- Problem details -
Below are the entries. Transcribe exactly the lines from the one with "Would you be able to point to the school" through the one with "Would you be able to point to the light", ends included, and leave out all others.

- Dataset excerpts -
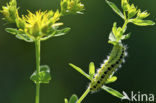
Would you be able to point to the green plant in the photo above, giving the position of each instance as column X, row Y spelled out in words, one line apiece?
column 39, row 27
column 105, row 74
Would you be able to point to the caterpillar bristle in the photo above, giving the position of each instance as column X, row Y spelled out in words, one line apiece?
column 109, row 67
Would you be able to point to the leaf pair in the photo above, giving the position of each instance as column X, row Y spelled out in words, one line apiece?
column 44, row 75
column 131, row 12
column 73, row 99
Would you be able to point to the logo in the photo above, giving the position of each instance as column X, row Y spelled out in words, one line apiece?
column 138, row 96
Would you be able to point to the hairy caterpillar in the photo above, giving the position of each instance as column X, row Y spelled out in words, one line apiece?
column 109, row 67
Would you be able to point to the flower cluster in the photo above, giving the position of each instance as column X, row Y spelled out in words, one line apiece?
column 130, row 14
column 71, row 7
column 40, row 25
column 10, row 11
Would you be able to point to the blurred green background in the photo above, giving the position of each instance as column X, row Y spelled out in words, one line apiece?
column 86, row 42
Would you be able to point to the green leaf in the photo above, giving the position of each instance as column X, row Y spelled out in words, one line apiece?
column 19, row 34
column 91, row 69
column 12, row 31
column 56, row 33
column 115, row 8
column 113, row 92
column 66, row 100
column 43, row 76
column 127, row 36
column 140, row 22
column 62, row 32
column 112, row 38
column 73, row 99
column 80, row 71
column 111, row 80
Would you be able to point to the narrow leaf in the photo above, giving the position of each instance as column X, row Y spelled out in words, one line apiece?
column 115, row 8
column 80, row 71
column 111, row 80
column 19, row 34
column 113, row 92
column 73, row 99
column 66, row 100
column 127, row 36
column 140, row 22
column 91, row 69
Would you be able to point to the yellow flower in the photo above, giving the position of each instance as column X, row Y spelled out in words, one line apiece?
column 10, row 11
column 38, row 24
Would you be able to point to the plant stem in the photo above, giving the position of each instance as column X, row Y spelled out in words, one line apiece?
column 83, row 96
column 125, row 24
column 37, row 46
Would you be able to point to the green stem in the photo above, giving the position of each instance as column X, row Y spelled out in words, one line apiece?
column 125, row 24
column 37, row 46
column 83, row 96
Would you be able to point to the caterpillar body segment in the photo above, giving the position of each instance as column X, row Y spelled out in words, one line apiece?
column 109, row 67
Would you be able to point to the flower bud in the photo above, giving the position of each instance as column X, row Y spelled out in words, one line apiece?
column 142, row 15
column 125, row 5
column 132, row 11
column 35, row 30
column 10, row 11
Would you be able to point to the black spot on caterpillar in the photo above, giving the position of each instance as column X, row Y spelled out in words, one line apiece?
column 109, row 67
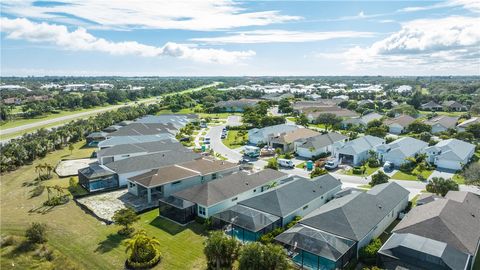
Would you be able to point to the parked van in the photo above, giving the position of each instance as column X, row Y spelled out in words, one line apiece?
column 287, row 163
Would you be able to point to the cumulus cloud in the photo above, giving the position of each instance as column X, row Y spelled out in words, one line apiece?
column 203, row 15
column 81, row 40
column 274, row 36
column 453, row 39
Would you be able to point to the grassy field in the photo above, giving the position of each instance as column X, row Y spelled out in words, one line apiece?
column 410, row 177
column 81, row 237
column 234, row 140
==
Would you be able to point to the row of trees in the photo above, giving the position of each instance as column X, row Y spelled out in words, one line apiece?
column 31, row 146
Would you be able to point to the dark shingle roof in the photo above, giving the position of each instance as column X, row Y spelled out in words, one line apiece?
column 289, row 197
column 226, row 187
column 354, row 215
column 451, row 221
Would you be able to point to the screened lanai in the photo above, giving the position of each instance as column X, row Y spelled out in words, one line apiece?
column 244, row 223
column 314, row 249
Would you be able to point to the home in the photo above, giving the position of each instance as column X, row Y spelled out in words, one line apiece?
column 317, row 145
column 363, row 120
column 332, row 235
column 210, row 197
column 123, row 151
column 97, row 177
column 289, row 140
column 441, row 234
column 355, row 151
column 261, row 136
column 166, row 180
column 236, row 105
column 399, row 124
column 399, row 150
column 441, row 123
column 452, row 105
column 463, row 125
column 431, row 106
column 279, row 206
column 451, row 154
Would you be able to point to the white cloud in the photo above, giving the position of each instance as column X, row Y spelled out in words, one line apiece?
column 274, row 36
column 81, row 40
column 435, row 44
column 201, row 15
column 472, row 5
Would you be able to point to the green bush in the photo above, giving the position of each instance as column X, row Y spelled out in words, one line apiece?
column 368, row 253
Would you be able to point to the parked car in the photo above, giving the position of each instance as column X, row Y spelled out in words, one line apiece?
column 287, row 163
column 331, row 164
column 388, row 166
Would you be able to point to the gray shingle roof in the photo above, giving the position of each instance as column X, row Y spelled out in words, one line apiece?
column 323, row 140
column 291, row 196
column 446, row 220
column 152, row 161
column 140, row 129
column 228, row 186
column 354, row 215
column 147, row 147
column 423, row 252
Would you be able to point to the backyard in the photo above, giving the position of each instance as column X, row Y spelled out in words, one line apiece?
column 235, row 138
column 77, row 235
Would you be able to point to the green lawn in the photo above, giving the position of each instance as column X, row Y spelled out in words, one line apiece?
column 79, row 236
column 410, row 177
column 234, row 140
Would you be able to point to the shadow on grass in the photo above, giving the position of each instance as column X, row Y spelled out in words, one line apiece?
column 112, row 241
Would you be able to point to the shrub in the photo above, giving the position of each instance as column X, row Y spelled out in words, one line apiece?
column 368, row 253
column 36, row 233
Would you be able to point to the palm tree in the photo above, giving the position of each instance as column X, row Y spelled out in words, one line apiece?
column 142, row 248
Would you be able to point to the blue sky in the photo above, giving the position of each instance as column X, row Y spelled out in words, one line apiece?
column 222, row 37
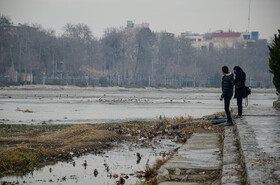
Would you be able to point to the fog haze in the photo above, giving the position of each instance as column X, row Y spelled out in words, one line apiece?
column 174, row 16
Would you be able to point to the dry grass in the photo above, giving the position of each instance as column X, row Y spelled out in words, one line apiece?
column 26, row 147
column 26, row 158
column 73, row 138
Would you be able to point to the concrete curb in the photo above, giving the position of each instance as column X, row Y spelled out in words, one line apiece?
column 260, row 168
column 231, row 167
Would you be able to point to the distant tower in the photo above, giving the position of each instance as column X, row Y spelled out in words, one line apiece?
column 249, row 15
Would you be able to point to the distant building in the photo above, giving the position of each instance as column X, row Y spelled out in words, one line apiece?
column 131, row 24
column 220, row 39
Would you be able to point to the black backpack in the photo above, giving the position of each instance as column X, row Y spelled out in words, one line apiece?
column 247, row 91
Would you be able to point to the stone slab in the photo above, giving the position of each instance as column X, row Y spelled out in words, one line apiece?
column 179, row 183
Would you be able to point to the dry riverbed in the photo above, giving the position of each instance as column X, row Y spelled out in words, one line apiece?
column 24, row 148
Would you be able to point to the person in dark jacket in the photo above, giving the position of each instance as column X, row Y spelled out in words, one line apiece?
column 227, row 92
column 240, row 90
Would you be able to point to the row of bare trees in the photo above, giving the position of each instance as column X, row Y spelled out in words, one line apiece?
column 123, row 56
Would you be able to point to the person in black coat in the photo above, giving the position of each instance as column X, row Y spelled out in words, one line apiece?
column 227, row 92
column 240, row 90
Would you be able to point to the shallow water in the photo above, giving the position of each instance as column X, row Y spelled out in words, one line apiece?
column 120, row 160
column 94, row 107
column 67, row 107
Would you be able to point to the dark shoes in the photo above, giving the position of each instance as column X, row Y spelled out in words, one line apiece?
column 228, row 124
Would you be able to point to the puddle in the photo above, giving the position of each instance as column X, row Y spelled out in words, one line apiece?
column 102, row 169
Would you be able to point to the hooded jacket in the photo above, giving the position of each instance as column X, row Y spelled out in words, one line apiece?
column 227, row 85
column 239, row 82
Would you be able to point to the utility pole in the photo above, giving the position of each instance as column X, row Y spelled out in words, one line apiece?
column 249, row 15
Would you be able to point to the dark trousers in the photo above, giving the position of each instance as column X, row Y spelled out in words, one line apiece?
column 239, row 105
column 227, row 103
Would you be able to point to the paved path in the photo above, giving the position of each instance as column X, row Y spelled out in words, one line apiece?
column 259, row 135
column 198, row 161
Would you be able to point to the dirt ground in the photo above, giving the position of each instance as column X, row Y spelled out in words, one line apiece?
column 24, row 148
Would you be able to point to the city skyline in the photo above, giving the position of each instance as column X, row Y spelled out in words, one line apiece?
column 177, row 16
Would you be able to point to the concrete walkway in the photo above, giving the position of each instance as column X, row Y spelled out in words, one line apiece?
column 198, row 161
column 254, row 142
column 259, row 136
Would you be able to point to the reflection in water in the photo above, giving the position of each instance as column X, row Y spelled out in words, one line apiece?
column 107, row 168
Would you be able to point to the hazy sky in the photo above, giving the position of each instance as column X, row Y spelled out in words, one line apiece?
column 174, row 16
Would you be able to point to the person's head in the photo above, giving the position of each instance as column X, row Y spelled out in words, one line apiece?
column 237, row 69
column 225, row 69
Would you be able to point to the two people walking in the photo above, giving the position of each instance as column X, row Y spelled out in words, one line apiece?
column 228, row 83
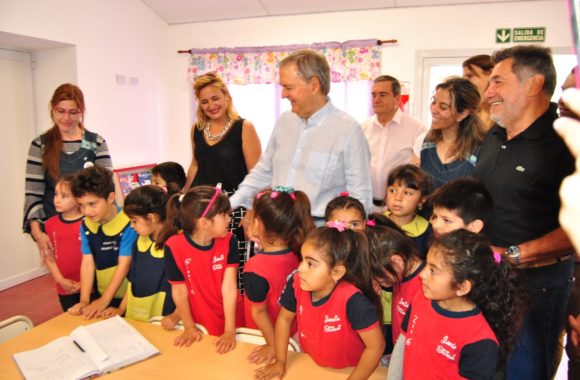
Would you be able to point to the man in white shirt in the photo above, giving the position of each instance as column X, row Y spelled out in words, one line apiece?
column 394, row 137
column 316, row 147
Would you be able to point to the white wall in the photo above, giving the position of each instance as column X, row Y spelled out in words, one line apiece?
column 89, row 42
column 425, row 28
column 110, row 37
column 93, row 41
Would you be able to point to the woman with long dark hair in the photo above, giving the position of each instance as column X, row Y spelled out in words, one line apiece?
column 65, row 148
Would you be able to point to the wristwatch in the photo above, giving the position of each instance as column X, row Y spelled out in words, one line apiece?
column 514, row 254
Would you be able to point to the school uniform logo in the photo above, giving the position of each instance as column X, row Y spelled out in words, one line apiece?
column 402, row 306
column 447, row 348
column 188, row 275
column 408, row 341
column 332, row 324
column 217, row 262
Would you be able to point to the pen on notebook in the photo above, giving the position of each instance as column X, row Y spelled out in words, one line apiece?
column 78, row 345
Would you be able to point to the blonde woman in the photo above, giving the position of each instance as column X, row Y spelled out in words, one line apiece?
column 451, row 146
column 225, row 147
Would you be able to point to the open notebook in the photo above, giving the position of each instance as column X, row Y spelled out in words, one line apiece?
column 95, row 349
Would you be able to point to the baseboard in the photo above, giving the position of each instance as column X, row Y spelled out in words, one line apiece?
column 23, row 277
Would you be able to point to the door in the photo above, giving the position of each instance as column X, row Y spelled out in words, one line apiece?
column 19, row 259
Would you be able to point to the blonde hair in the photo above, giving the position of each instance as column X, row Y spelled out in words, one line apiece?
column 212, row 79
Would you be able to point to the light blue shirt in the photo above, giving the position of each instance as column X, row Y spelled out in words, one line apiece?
--
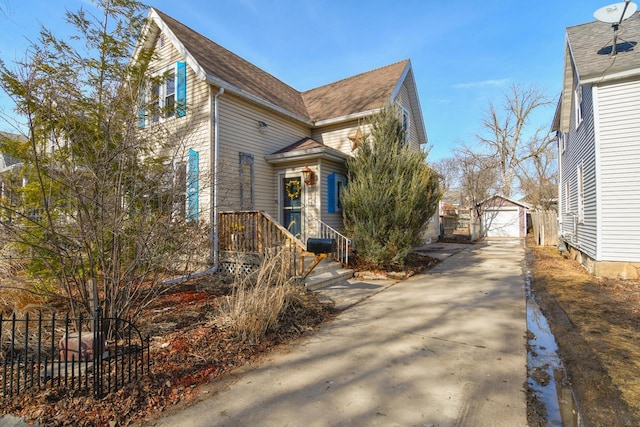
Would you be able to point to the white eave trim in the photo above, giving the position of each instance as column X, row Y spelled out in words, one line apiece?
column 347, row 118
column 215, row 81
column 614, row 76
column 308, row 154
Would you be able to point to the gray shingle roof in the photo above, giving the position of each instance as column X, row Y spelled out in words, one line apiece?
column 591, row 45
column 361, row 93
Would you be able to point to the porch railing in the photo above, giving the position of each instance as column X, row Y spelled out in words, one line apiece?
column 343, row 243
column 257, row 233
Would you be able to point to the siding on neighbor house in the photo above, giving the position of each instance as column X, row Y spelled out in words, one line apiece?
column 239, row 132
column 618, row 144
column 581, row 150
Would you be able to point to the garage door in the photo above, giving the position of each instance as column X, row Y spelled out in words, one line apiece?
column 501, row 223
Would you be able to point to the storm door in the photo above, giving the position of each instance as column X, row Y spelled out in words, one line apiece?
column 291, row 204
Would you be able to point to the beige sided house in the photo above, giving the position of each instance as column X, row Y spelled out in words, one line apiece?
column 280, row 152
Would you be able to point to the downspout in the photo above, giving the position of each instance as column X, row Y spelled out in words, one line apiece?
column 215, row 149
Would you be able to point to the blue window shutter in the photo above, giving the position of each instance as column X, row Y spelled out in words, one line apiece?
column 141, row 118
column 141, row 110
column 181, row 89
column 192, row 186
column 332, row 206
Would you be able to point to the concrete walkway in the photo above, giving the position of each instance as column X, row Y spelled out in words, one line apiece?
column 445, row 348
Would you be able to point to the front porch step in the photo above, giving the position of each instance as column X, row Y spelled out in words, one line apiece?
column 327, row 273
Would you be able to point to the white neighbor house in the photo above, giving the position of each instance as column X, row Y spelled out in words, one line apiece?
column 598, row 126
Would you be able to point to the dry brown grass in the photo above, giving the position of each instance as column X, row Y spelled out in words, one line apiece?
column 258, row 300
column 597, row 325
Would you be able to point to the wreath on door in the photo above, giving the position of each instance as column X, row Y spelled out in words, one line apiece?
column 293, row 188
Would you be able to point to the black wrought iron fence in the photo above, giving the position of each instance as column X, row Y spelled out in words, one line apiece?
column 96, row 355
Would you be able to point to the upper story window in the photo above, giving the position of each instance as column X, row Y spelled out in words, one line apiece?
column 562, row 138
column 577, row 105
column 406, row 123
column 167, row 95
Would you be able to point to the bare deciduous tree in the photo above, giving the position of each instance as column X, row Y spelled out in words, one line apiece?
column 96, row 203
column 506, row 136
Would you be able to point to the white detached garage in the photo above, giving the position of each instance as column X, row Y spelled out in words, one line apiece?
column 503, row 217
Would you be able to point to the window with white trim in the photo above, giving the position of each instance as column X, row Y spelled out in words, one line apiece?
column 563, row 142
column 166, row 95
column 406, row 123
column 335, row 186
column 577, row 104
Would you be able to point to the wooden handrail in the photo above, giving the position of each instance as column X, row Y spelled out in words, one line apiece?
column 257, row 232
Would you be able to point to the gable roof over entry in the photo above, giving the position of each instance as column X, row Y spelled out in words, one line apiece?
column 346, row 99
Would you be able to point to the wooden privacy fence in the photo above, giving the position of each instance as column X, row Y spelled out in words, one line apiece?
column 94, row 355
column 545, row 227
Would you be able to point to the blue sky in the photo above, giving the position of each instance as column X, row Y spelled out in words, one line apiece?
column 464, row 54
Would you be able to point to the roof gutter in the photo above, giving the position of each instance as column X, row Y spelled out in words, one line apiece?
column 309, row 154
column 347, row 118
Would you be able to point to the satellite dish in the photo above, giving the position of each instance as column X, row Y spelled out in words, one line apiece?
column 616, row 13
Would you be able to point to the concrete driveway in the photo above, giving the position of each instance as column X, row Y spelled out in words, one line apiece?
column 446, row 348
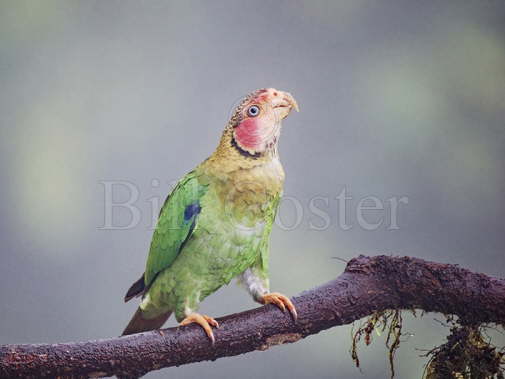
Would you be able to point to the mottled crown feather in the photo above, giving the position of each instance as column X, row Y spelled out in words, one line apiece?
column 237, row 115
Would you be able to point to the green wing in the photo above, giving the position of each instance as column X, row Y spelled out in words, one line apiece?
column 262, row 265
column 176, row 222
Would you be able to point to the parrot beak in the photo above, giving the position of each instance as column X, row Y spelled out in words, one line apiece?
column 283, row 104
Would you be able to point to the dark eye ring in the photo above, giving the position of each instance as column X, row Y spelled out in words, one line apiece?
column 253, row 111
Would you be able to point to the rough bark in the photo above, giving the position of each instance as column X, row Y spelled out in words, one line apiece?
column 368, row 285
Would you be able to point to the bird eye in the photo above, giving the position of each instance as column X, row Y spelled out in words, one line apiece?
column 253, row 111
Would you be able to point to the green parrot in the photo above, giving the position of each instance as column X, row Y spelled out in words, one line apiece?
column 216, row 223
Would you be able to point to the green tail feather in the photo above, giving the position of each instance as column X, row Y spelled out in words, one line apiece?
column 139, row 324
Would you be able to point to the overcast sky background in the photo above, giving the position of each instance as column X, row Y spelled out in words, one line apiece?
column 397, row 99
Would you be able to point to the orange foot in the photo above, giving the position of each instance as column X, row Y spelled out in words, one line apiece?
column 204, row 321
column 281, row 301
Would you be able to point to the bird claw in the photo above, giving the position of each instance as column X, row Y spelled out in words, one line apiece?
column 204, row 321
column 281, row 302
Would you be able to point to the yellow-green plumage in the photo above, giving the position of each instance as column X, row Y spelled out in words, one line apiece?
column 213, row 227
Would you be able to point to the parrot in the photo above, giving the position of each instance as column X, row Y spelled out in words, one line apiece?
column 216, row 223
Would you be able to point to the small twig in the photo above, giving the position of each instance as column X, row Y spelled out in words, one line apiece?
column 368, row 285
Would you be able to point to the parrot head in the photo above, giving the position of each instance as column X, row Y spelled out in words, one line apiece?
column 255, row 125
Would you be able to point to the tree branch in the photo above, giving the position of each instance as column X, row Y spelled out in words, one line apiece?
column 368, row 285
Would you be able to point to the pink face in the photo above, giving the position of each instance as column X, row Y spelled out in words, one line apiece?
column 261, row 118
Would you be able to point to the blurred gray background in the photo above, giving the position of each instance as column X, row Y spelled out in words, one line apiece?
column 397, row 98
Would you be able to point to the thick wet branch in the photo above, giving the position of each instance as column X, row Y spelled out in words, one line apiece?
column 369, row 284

- Exercise response -
Would you be able to point to the school uniform logo in the photo above, giving the position of each instance as column X, row Y spelled out in words, one line apiece?
column 402, row 306
column 447, row 348
column 188, row 275
column 408, row 341
column 332, row 324
column 217, row 262
Would you be able to point to the pen on notebook in the photo above, giving the position of each instance as column X, row Y spelled out in words, one line apiece?
column 78, row 345
Would you be able to point to the blonde woman in the photo above, giving the position of each instance as column X, row Y spelled out in words, one line apiece?
column 451, row 146
column 225, row 147
Would you be able to point to the open notebook in the photo above, giving the position of each instance as column X, row Y spelled out in words, one line apiece?
column 95, row 349
Would you be able to point to the baseboard in the photo above, giving the position of each instance as column X, row Y spelled out in words, one line apiece?
column 23, row 277
Would you be able to point to the door in the photo above, giving the position of each instance as column X, row Y spelled out in words, one line apiece?
column 19, row 259
Would you be able to point to the blonde hair in the photo above, giving the position of each instance as column X, row Y spelled out in words, one line apiece?
column 212, row 79
Would you be able to point to the light blue shirt in the photo above, giving the position of each instance as column X, row Y spelled out in words, one line apiece?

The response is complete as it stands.